[WHAT YOU SHOULD DO] Each line of the data should be duplicated precisely.

[[ DATA SUPPLIED, beginning ]]

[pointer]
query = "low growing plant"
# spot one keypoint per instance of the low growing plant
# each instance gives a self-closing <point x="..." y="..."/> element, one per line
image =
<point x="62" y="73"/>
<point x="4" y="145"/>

[[ DATA SUPPLIED, end ]]

[ANSWER TO THIS TASK]
[pointer]
query = "low growing plant"
# spot one keypoint per instance of the low growing plant
# each instance gives a self-closing <point x="..." y="..."/> element, one per line
image =
<point x="62" y="73"/>
<point x="4" y="145"/>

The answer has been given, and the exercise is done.